▶ Source passage:
▬▬▬▬▬▬
A New Way of Seeing the Father: a Fathers Day Meditation

A friend narrated to me a rather sad childhood situation that involved his father. He had been sent by the father to pick something from the house. Though he didn’t clearly get what his father wanted, he feared to ask and clarify for fear of a violent response from him (the father). In general, around his father, there was always a climate of fear with everyone walking on tenterhooks. This is not an isolated incident and there are many other unique types of fathers behaviours, almost as unique as the number of families. Indeed for many the mention of the word “father” conjures positive memories and experiences. But for some, they bring up negative connotations: abusive fathers, absentee fathers, violent fathers, angry fathers and distant fathers. In a legal aid clinic in rural Bangladesh, I met about ten young girls all with the same case – their husbands had abandoned their homes to pursue selfish ambitions.
▬▬▬▬▬▬
Data items:

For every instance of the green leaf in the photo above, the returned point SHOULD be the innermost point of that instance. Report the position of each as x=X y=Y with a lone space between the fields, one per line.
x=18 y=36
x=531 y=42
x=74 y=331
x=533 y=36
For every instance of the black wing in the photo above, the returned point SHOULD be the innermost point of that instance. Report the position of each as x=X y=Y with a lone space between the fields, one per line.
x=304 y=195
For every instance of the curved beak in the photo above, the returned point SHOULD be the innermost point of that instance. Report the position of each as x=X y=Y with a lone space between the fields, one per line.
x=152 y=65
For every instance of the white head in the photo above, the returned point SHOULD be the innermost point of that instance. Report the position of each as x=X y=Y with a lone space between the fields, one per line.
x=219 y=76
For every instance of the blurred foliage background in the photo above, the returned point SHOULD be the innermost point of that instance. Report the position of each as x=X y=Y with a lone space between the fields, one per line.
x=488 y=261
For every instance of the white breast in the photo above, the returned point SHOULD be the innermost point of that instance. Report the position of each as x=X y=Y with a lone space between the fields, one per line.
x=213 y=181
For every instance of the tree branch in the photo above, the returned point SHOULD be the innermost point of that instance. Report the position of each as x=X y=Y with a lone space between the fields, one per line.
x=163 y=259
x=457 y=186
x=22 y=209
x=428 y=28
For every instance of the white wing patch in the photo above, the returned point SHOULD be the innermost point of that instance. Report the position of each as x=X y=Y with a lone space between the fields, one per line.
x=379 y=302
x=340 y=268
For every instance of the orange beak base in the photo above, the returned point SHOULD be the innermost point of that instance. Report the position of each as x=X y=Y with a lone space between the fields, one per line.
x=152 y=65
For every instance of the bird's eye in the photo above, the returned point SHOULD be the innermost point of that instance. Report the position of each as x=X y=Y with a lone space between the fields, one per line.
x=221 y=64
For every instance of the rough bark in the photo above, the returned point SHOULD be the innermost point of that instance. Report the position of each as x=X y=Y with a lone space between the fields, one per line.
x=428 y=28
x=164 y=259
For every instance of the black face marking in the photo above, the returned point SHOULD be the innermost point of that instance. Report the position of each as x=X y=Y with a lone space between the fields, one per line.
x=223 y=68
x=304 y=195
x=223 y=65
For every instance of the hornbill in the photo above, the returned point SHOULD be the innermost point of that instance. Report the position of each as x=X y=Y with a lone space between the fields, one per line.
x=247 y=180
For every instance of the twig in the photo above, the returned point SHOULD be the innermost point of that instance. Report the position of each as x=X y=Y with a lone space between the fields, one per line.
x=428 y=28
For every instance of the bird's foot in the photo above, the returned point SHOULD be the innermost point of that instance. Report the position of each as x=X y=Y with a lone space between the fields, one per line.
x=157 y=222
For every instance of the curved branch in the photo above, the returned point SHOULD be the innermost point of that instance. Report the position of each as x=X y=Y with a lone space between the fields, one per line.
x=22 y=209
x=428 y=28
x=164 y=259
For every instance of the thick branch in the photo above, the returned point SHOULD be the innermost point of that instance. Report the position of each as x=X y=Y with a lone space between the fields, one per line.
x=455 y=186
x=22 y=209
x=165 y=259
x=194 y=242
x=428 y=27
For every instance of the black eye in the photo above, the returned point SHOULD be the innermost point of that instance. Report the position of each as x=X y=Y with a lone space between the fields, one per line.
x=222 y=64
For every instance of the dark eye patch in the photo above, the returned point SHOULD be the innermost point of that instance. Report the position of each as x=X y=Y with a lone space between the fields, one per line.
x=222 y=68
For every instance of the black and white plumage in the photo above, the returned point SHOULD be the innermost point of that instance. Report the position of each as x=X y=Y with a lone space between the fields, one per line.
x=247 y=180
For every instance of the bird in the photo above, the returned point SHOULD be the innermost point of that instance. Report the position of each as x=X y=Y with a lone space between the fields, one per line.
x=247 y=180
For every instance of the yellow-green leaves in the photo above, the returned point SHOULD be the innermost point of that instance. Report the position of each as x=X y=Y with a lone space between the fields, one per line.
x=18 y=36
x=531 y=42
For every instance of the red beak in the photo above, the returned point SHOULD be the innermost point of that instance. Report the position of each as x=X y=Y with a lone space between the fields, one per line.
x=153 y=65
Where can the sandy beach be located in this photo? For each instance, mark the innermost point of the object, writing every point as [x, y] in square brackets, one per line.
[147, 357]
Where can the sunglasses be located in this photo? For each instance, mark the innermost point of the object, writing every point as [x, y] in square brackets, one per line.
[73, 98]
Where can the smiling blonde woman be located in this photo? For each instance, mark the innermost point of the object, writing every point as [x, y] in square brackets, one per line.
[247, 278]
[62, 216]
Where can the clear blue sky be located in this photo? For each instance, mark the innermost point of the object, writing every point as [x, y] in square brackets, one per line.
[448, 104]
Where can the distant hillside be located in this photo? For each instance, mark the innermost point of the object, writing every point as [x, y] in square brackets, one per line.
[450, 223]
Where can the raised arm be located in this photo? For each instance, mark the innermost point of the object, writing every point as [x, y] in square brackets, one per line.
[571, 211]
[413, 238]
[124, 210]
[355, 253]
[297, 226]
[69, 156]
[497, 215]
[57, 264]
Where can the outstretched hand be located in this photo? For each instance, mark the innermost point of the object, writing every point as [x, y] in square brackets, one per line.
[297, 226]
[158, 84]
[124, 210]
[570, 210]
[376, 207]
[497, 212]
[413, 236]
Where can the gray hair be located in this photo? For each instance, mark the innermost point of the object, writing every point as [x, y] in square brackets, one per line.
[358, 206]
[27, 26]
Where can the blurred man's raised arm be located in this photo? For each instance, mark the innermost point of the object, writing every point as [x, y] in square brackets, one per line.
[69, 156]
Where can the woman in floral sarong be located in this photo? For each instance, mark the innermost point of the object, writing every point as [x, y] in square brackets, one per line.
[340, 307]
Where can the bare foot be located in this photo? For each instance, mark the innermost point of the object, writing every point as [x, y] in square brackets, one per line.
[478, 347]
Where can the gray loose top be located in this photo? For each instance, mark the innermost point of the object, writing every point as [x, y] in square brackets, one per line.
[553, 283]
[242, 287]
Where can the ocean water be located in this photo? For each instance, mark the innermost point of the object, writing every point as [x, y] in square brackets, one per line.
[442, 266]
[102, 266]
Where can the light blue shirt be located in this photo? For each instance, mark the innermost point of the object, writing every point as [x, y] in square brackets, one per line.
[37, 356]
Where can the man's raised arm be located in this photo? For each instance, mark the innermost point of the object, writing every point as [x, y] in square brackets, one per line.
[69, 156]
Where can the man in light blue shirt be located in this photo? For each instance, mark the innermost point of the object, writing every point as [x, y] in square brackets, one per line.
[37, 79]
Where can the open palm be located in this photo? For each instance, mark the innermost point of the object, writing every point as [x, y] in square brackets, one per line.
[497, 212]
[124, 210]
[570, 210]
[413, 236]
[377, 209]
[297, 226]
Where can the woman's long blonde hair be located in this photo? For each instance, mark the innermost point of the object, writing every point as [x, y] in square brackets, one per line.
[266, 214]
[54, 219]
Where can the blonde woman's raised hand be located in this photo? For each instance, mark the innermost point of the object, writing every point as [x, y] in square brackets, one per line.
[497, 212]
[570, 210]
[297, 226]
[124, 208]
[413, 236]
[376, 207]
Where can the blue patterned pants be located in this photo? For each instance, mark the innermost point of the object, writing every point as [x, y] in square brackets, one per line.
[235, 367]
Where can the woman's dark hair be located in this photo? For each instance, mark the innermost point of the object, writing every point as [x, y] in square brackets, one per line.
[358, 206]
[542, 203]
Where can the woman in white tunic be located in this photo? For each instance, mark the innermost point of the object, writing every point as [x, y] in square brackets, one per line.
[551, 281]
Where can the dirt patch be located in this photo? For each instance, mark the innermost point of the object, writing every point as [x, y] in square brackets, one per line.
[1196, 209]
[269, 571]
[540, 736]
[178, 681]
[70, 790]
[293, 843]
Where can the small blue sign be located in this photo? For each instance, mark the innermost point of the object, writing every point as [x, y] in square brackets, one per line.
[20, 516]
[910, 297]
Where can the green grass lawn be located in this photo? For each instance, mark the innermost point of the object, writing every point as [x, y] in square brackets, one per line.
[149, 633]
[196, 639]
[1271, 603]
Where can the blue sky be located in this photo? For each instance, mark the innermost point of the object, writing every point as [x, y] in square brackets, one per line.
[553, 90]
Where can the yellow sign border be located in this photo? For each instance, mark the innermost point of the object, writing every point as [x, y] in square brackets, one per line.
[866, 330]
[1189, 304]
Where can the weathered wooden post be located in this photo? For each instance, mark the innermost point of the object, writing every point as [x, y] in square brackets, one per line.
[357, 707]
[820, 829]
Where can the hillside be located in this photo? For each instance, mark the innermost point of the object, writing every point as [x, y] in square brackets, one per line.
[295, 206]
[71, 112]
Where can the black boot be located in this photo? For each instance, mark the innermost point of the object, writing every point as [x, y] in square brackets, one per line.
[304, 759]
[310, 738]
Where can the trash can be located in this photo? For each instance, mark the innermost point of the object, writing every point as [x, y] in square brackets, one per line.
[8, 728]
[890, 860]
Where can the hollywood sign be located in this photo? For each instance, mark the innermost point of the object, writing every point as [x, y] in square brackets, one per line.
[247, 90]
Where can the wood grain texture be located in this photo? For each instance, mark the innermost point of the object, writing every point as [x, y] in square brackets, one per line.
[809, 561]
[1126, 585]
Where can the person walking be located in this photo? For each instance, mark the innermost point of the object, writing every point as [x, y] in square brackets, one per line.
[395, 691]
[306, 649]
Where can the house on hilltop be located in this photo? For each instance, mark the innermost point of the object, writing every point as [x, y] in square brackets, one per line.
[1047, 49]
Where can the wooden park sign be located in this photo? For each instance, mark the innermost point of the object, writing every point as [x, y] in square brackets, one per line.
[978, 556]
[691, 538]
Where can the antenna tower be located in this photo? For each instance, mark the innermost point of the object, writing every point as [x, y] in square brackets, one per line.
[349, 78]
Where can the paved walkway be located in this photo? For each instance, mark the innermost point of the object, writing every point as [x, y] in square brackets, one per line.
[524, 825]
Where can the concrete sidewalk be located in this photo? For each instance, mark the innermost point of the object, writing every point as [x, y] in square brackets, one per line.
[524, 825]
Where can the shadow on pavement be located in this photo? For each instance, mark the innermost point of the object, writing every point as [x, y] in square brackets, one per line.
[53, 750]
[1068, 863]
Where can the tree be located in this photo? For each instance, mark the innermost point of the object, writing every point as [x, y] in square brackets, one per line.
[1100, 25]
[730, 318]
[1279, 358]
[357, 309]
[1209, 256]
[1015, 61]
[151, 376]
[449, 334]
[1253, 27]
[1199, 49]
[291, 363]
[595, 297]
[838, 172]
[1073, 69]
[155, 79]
▬▬▬▬▬▬
▶ Task goal: Pick up the Father's Day meditation on seeing the father after its last sentence and continue it. The material above plays no part in this exercise.

▶ Output for this exercise:
These childhood experiences powerfully shape the narratives of our adult lives and effectively define how we perceive the role of the father in the home, society. Each day, the fathers of this world are actively forming an image in the minds of their children of the role of the father. Another friend once told me, “when my wife will misbehave in future, I will not hesitate to beat her”. I asked him if his father beats his mother. He answered in the affirmative and I understood where the problem lay.

A poor relationship with your father will distort the way you view everything in your life: the way you view authority figures, the way you view all men, and your marriage. A father will either build up a child or tear him down. In addition for the christian, it also influences your relationship with the “heavenly Father”. There’s a relationship between our relationship with our earthly father and our heavenly Father. John Bishop’s book God Distorted: How Your Earthly Father Affects Your Perception of God and Why It Matters explores this into details. For instance, how do you communicate to such a person that God is “our Father” without conjuring up images of his earthly father, abusiveness and all. But what does the Bible about a father? In Isaiah 40, it says:
He tends his flock like a shepherd;
he gathers the lamb in his arms
and carries them close to his heart;
he gently leads those that have young.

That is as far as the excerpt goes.